> [Set problem]: State how many lines of the records below contain the string "stone". Reply with the number alone.

** begin Entries supplied **

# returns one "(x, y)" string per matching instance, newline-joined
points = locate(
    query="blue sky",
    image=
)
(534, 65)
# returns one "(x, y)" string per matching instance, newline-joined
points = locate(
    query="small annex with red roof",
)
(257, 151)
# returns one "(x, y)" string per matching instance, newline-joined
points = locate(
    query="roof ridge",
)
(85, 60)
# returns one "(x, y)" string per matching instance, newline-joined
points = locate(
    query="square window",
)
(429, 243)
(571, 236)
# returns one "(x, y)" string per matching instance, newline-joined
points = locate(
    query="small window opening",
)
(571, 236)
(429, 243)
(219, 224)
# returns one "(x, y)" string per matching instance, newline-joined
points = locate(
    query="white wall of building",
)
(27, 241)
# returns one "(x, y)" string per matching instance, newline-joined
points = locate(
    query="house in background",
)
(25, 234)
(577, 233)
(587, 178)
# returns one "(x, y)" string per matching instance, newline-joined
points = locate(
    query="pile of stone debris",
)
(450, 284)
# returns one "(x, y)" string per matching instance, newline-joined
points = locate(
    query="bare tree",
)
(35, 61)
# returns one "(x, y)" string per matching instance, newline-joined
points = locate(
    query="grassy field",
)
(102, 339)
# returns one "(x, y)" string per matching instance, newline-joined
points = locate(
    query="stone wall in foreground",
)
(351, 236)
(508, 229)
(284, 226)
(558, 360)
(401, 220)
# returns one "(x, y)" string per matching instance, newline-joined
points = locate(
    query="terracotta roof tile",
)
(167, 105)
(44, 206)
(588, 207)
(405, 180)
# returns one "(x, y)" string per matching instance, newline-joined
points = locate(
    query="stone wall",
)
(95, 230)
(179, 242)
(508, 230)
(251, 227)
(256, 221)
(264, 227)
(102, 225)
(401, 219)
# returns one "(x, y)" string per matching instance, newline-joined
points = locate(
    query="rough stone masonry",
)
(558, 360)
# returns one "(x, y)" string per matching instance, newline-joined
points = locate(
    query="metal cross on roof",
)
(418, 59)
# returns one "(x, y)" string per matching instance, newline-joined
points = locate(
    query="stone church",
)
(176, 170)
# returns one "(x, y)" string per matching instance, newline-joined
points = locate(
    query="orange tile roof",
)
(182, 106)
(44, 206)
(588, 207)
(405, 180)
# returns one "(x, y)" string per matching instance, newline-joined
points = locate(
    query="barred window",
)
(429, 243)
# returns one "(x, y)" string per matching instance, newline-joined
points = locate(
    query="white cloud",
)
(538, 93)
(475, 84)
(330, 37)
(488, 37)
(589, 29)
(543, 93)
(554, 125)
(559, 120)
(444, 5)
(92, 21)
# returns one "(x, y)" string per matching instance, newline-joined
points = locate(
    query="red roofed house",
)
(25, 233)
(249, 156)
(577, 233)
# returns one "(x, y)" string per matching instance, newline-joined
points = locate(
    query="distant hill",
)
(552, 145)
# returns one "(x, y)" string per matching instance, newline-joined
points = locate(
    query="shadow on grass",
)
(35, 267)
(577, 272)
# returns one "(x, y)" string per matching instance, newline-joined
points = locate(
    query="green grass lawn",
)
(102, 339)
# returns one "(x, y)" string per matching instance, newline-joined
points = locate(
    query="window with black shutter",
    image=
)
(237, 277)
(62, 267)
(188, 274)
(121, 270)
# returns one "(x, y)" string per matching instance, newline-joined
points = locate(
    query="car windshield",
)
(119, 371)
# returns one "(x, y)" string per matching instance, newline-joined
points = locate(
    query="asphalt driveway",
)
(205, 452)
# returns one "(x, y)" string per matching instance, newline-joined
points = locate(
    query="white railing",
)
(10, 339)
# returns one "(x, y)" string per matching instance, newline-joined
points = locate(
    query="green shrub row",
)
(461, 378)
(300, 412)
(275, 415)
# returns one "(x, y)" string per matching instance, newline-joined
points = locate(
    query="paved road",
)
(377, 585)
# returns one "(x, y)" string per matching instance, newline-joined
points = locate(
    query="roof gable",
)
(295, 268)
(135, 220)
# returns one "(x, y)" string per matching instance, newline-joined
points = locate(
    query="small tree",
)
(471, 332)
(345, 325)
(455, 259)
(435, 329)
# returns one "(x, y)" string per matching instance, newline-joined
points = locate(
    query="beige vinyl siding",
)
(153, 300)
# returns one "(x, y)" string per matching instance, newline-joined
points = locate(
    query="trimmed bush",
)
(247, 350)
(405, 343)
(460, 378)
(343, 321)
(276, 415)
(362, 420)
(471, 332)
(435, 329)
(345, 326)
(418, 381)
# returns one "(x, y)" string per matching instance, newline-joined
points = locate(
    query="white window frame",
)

** end Entries supplied **

> [Written answer]: 5